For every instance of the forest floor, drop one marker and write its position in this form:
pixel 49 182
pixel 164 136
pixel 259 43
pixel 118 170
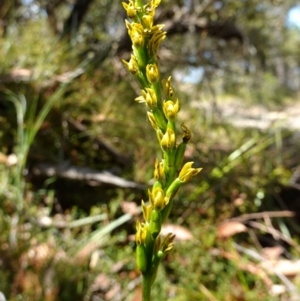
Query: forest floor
pixel 244 115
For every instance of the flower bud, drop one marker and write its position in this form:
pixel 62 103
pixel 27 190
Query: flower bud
pixel 187 172
pixel 130 9
pixel 171 109
pixel 152 73
pixel 141 258
pixel 168 140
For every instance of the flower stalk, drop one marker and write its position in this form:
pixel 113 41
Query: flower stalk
pixel 162 109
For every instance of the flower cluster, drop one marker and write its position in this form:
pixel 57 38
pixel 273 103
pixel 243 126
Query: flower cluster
pixel 162 109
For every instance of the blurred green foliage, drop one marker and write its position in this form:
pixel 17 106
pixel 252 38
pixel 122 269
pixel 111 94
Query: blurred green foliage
pixel 41 256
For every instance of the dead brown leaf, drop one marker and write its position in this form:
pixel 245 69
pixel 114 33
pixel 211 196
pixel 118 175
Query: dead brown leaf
pixel 230 228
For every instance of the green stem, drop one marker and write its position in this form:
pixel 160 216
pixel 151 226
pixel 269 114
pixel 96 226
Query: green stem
pixel 146 287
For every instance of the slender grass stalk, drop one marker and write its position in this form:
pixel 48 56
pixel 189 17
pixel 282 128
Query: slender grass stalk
pixel 162 109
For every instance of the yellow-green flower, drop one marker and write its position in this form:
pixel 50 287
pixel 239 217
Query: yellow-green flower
pixel 130 9
pixel 132 65
pixel 152 73
pixel 168 140
pixel 149 97
pixel 187 172
pixel 171 109
pixel 136 33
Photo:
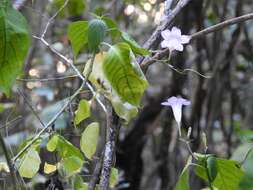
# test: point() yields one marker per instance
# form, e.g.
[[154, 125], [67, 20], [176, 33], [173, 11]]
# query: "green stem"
[[12, 172], [90, 67]]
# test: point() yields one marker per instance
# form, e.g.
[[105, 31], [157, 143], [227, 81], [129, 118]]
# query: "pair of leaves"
[[81, 33], [74, 7], [82, 112], [29, 164], [228, 175], [89, 138], [123, 74], [124, 110], [14, 45], [71, 157]]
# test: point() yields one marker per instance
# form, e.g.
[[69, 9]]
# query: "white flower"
[[174, 40], [176, 104]]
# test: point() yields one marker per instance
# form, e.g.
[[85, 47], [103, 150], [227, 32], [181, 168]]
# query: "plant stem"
[[113, 130]]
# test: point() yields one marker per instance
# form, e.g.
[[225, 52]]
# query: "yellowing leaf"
[[77, 34], [124, 110], [82, 112], [29, 164], [49, 168], [89, 139], [14, 45]]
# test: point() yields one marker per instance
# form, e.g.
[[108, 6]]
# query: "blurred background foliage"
[[148, 156]]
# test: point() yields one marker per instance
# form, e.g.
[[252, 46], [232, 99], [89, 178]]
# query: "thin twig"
[[9, 123], [49, 124], [95, 175], [70, 62], [147, 62], [31, 108], [47, 79], [6, 154], [53, 17], [222, 25]]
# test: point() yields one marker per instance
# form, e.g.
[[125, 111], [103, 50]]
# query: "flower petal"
[[172, 100], [177, 111], [166, 34], [165, 44], [165, 104], [179, 47], [185, 39], [176, 31]]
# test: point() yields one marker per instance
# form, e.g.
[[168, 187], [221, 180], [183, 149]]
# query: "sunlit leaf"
[[240, 154], [49, 111], [136, 48], [82, 112], [49, 168], [73, 8], [52, 143], [89, 139], [124, 74], [63, 147], [29, 164], [4, 167], [112, 27], [71, 165], [228, 176], [77, 34], [124, 110], [14, 45], [79, 184]]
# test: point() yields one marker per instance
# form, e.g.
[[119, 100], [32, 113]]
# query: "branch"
[[49, 124], [7, 157], [170, 17], [113, 129], [149, 61], [222, 25]]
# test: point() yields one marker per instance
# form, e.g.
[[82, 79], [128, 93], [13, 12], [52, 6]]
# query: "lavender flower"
[[176, 104], [174, 40]]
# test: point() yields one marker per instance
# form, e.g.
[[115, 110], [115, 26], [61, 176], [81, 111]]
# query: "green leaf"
[[183, 181], [79, 184], [82, 112], [112, 27], [89, 139], [49, 111], [49, 168], [124, 75], [239, 154], [114, 177], [52, 143], [4, 167], [96, 33], [228, 176], [63, 147], [136, 48], [14, 45], [124, 110], [77, 34], [29, 164], [74, 7], [71, 165], [211, 165]]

------

What is asked: Rewrite all of the entries above, changing every "instance" to "occurrence" and keeping everything else the same. Leave the pictures out of your version.

Exercise answer:
For every occurrence of the forest floor, drop one marker and write its position in this form:
pixel 49 182
pixel 164 136
pixel 259 43
pixel 118 170
Query: forest floor
pixel 244 115
For every occurrence of the flower bud, drop one marker and write its position in this form:
pixel 62 103
pixel 27 190
Query: flower bud
pixel 187 172
pixel 130 9
pixel 171 109
pixel 152 73
pixel 141 258
pixel 168 140
For every occurrence of the flower stalk, drop one marker and write its position in this form:
pixel 113 41
Query: flower stalk
pixel 162 109
For every occurrence of the flower cluster, drop one marker and write its position in this form:
pixel 57 38
pixel 273 103
pixel 243 126
Query: flower cluster
pixel 162 109
For every occurrence of the blurred green foliage, drop one marker and write its position in this form:
pixel 17 106
pixel 252 38
pixel 122 269
pixel 111 94
Query: blurred green foliage
pixel 41 256
For every occurrence of the dead brown leaf, drop one marker and write its position in this form:
pixel 245 69
pixel 114 33
pixel 211 196
pixel 118 175
Query: dead brown leaf
pixel 230 228
For every occurrence of the green stem, drop one marker and write its position in this form:
pixel 160 216
pixel 151 226
pixel 269 114
pixel 96 226
Query: green stem
pixel 146 287
For every occurrence of the slender grass stalk, drop one marker and write its position in this form:
pixel 48 56
pixel 189 17
pixel 282 128
Query: slender grass stalk
pixel 162 109
For every occurrence of the yellow-green flower, drop one marker and write its position in this form:
pixel 50 287
pixel 239 217
Query: yellow-green flower
pixel 130 9
pixel 132 65
pixel 152 73
pixel 168 140
pixel 149 97
pixel 187 172
pixel 171 109
pixel 136 33
Photo:
# test: point() yields one marker per occurrence
# form, e.g.
[[154, 125], [67, 20], [176, 33], [173, 11]]
# query: "green stem"
[[12, 172], [90, 67]]
# test: point() yields one marker per occurrence
# form, e.g.
[[105, 31], [157, 143], [227, 81], [129, 118]]
# query: "pair of leaves"
[[81, 33], [74, 7], [82, 112], [29, 164], [228, 175], [89, 138], [123, 74], [124, 110], [14, 45], [71, 157]]
# test: point() yields one marker per occurrence
# form, e.g.
[[69, 9]]
# query: "white flower"
[[174, 40], [176, 104]]
# test: point() yields one marker per occurrence
# form, e.g.
[[85, 47], [103, 150], [227, 32], [181, 168]]
# query: "plant stem"
[[113, 130]]
# test: point() yields one marker per occurrence
# form, e.g.
[[225, 52]]
# query: "yellowing leaf"
[[77, 34], [124, 110], [82, 112], [29, 164], [49, 168], [89, 139], [14, 45]]
# test: point() yields one marker per occurrence
# form, e.g.
[[108, 6]]
# query: "blurred background foliage"
[[148, 156]]
# test: point() yields one marker per occurrence
# form, e.g.
[[252, 46], [232, 99], [89, 178]]
# query: "thin twig"
[[9, 123], [49, 124], [95, 175], [70, 62], [147, 62], [31, 108], [47, 79], [6, 154], [53, 17], [222, 25]]
# test: point() yields one marker per occurrence
# form, e.g.
[[125, 111], [103, 50]]
# query: "flower petal"
[[172, 100], [177, 111], [166, 34], [165, 44], [165, 104], [179, 47], [185, 39], [176, 31]]
# test: point() yields one marker per occurrence
# form, e.g.
[[168, 187], [221, 180], [183, 149]]
# query: "sunlit leaf"
[[240, 154], [49, 111], [136, 48], [82, 112], [49, 168], [73, 8], [52, 143], [89, 139], [124, 74], [63, 147], [29, 164], [4, 167], [112, 27], [71, 165], [228, 176], [77, 34], [124, 110], [14, 45], [79, 184]]
# test: point() yields one marker per occurrence
# form, e.g.
[[119, 100], [32, 113]]
# query: "branch"
[[49, 124], [7, 157], [170, 17], [113, 129], [149, 61], [222, 25]]
# test: point() yields one marker per occurrence
# form, e.g.
[[82, 79], [128, 93], [13, 12], [52, 6]]
# query: "lavender flower"
[[176, 104], [174, 40]]
# test: point() yields one marker per occurrence
# form, e.g.
[[115, 110], [115, 26], [61, 176], [81, 111]]
# query: "green leaf"
[[183, 181], [79, 184], [82, 112], [112, 27], [89, 139], [49, 111], [49, 168], [124, 75], [239, 154], [114, 177], [52, 143], [4, 167], [96, 33], [228, 176], [63, 147], [136, 48], [14, 45], [124, 110], [77, 34], [29, 164], [74, 7], [71, 165], [211, 165]]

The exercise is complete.